**Exercise objective**
Copy out every line of the entries below, including the requests word for word. Scale each x and y coordinate in the answers by 0.55 and round to the nearest whole number, rounding halves up.

>>>>>

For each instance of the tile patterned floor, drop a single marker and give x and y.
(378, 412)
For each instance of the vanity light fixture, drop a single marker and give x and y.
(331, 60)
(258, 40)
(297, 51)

<<<<<

**Reply**
For each instance of the tile patterned floor, drop a single marker and give x and y.
(208, 227)
For each instance of the vanity light fixture, drop a single marker and give x and y.
(182, 33)
(142, 22)
(163, 28)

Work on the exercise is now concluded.